This workshop serves as a hands-on continuation of our theoretical exploration of the Noir DSL. In it, we detailed its key features and explored a straightforward example that clearly demonstrates Noir’s advantages over Circom. We highly recommend reviewing this before diving into the current workshop.

In this session, we will demonstrate how the Safe Anonymization Module (SAM) for Safe Wallet works in practice, enabling the anonymization of transaction data sent from individual Wallet addresses.

SAM is implemented in two parts: @sam-contracts (on-chain components that manage the interaction of Wallet participants with the blockchain via smart contracts) and @sam-circuits (off-chain components responsible for anonymizing participant votes and generating ZKP). However, in this workshop, we will not focus too much on the on-chain components, as our goal is to explore the ZKP generation process.

Here are the objectives we have set for this workshop:

  1. Understand how SAM circuits work in practice and how to generate ZKP using them.
  2. Learn how to send regular transactions on the Safe network (without SAM).
  3. Learn how to send anonymous transactions on the Safe network (with SAM).
  4. Analyze how Noir facilitates the tasks set before SAM.

§2. SAM explained

To practically demonstrate Noir’s capabilities, we rewrote the Safe Anonymization Module from Circom to Noir. You can find the specification and source code in our repository. Let’s explore the main differences.

Multisig wallets, transactions of which we aim to anonymize, are called Safe Wallets. Each wallet has a pool of owners who vote on certain transactions with its funds. The protocol cannot hide the fact that a transaction is signed and an action from its logic is carried out. However, it’s possible to obscure who exactly voted “FOR” the action being taken in the transaction. Our Safe Anonymization Module (SAM) solves exactly this problem.

|---|

TO BE DONE =>
(a) Please answer these from the Noir workshop text:
(i) What are the two parts in which SAM is implemented?
(ii) From which language was SAM rewritten into Noir?
(iii) What does SAM make it possible to obscure about a transaction?
(b) Carry on writing the Noir workshop text from where it stops.

|---|

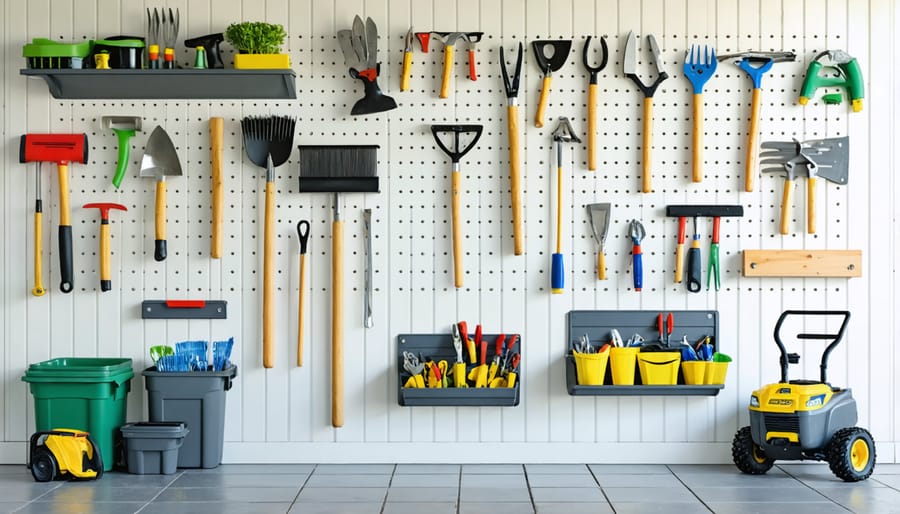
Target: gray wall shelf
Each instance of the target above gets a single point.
(178, 84)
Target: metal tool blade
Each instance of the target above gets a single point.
(371, 42)
(629, 60)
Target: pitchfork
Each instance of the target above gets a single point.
(698, 68)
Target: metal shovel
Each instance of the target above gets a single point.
(159, 161)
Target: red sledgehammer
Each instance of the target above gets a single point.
(61, 149)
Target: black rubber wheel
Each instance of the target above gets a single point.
(851, 454)
(747, 456)
(43, 465)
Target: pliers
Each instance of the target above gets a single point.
(713, 266)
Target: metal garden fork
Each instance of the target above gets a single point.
(698, 68)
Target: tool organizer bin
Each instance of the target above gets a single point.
(440, 347)
(598, 326)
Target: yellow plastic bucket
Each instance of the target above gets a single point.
(659, 368)
(622, 361)
(590, 368)
(694, 372)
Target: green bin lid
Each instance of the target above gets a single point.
(79, 369)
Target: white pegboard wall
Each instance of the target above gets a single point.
(413, 261)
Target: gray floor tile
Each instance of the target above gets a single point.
(649, 494)
(791, 494)
(420, 508)
(777, 508)
(427, 469)
(240, 480)
(423, 494)
(355, 469)
(629, 480)
(229, 494)
(665, 508)
(561, 481)
(496, 508)
(342, 494)
(72, 508)
(335, 508)
(494, 494)
(295, 469)
(574, 508)
(630, 469)
(493, 469)
(85, 492)
(557, 469)
(216, 508)
(326, 480)
(497, 481)
(567, 494)
(425, 480)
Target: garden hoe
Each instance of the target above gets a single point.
(455, 155)
(124, 127)
(105, 274)
(563, 134)
(160, 160)
(61, 149)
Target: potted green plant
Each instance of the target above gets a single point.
(258, 45)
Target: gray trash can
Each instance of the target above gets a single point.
(198, 399)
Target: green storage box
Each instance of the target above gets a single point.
(82, 393)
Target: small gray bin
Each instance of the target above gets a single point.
(198, 399)
(152, 448)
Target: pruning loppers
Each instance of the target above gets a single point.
(629, 66)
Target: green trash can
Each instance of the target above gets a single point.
(82, 393)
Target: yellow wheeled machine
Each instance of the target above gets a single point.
(61, 452)
(805, 419)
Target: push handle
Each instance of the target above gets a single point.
(457, 230)
(514, 177)
(337, 324)
(646, 155)
(216, 129)
(750, 166)
(160, 243)
(542, 104)
(448, 70)
(592, 126)
(698, 138)
(787, 199)
(811, 205)
(66, 270)
(269, 279)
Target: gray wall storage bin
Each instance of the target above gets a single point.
(598, 326)
(198, 399)
(151, 448)
(440, 347)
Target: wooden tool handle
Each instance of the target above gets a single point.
(38, 254)
(592, 127)
(160, 252)
(337, 324)
(301, 309)
(811, 205)
(542, 104)
(457, 231)
(601, 265)
(515, 187)
(448, 70)
(646, 155)
(698, 138)
(216, 128)
(679, 263)
(269, 279)
(787, 199)
(105, 273)
(750, 165)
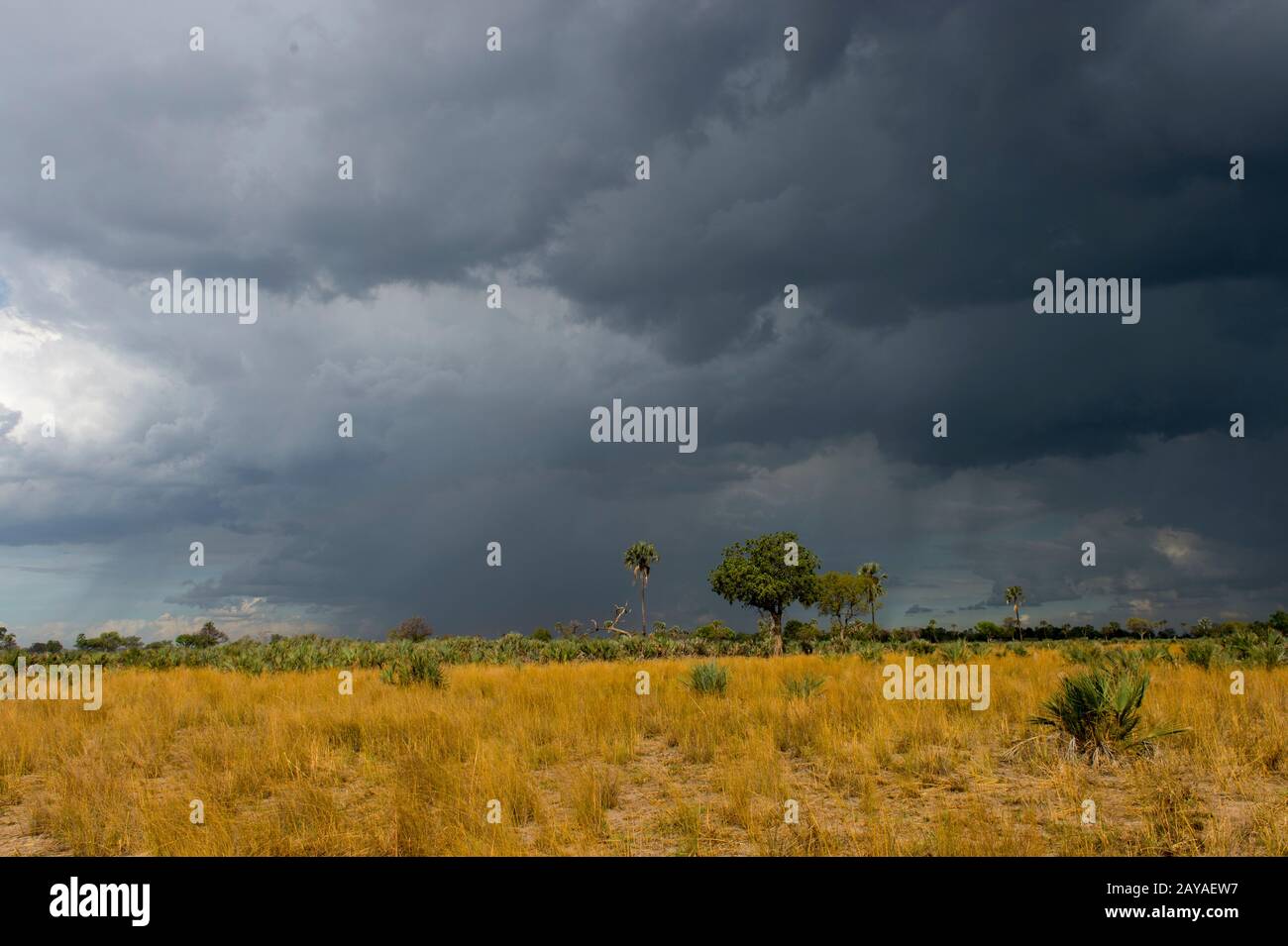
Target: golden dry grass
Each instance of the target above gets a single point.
(284, 765)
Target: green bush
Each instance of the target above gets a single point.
(1202, 653)
(416, 666)
(804, 686)
(1099, 710)
(707, 679)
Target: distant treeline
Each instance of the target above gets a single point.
(1258, 643)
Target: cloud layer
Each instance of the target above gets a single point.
(516, 167)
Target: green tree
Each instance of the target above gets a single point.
(768, 573)
(842, 597)
(1016, 597)
(207, 637)
(108, 640)
(874, 588)
(411, 630)
(1138, 626)
(639, 559)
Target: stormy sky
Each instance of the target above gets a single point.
(516, 167)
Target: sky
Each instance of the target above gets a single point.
(518, 167)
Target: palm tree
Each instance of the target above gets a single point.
(1016, 596)
(875, 589)
(639, 559)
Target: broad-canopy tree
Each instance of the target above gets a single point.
(411, 630)
(756, 575)
(207, 637)
(639, 559)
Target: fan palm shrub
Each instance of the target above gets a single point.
(1099, 712)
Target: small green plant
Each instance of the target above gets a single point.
(413, 667)
(1270, 653)
(1202, 653)
(804, 686)
(707, 679)
(1099, 710)
(954, 652)
(1082, 653)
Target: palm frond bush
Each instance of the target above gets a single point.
(954, 652)
(1099, 710)
(1202, 653)
(417, 666)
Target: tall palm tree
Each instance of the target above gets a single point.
(875, 589)
(639, 559)
(1016, 596)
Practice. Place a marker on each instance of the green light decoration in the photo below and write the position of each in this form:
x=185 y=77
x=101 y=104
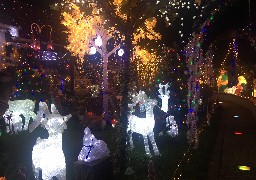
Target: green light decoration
x=244 y=168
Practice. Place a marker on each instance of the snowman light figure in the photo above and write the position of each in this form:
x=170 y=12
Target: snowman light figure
x=92 y=149
x=47 y=154
x=164 y=95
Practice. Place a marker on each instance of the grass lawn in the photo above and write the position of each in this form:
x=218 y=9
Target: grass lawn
x=16 y=151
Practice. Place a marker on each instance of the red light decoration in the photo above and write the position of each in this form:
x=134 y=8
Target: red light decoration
x=238 y=133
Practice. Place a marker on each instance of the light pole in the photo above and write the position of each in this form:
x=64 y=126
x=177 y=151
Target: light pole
x=100 y=45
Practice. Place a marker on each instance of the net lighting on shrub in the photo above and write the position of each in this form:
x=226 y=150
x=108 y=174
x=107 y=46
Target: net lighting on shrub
x=47 y=154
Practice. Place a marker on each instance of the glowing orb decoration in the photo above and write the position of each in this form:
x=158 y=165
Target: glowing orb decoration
x=230 y=90
x=164 y=95
x=47 y=154
x=98 y=41
x=93 y=50
x=120 y=52
x=171 y=123
x=143 y=126
x=49 y=56
x=12 y=115
x=92 y=149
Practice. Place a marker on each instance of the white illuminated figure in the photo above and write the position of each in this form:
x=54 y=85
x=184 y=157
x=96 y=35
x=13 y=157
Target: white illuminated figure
x=164 y=95
x=92 y=149
x=12 y=115
x=47 y=154
x=143 y=126
x=172 y=125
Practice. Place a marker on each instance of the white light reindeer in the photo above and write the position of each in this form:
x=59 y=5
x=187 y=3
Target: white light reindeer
x=47 y=154
x=164 y=95
x=143 y=126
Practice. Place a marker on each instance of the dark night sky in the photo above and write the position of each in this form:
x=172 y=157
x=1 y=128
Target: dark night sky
x=230 y=21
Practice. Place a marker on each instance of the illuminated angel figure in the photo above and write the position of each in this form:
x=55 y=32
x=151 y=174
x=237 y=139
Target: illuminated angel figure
x=12 y=115
x=164 y=95
x=47 y=154
x=144 y=126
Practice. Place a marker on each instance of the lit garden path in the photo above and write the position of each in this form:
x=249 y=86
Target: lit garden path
x=235 y=145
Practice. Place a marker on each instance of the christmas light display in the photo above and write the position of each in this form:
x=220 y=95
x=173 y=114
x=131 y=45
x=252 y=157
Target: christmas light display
x=47 y=154
x=241 y=85
x=12 y=115
x=92 y=149
x=230 y=90
x=164 y=95
x=222 y=81
x=194 y=60
x=171 y=123
x=254 y=88
x=143 y=126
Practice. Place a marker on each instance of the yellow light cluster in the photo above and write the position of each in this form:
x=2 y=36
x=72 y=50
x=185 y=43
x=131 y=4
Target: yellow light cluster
x=147 y=31
x=81 y=30
x=118 y=4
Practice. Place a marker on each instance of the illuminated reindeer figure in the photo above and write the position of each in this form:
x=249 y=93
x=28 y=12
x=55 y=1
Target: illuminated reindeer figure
x=164 y=95
x=143 y=126
x=47 y=154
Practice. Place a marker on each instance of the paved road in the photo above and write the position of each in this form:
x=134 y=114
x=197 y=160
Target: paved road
x=235 y=145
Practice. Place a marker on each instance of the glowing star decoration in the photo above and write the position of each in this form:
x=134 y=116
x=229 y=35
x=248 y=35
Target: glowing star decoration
x=143 y=126
x=164 y=95
x=171 y=123
x=47 y=154
x=12 y=115
x=120 y=52
x=92 y=149
x=98 y=41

|---|

OUTPUTS =>
(a)
(i) @sam-contracts and @sam-circuits.
(ii) Circom.
(iii) Who exactly voted "FOR" the action being taken in the transaction.

(b)
Since no checks are performed within the Wallet itself, we must independently validate the transaction body - for this, we’ll use a ZK proof, the circuits for which we will write in Noir.

The initial implementation of this module was written in Circom, but as an experiment, we decided to rewrite it in Noir - this is a good practical case that clearly shows most of Noir’s advantages.

You can find implementations in both DSLs in our repository. In this article, we will not delve into the implementation on Circom: you can compare for yourself how much more complex it is relative to Noir.

Solution Overview

To understand why the solution looks this way and not otherwise, we need to dive into the theoretical premises that led us to choose one technology over another.

The module aims to achieve the Signature check: We will use a Merkle tree, the leaves of which consist of the address of the participants. The root of the Merkle tree is stored in the module contract. Candidates, to vote for the approval of the transaction, must prove ownership of a valid signature of the message and demonstrate the presence of their address in the Merkle tree.

Now, let’s go through the main parts of the solution itself:

  • Multi-user support: Since SAM circuits are built using a Merkle Tree, they support operation with a large number of users simultaneously. In our case, the Merkle Tree has 5 levels, which determines the maximum number of users as 2^5 = 32.
  • Choice of elliptic curves: The study of the compatibility of various elliptic curves with ZK infrastructure concluded that Spartan-ecdsa offers improved calculations in the desired field but has limitations in proof size and on-chain verification. The BLS12-381 curve, which offered a higher level of security but was incompatible with existing cryptographic libraries, was also considered. Therefore, in our Circom implementation, we decided to use BN254, which is also used in the standard implementation on Noir.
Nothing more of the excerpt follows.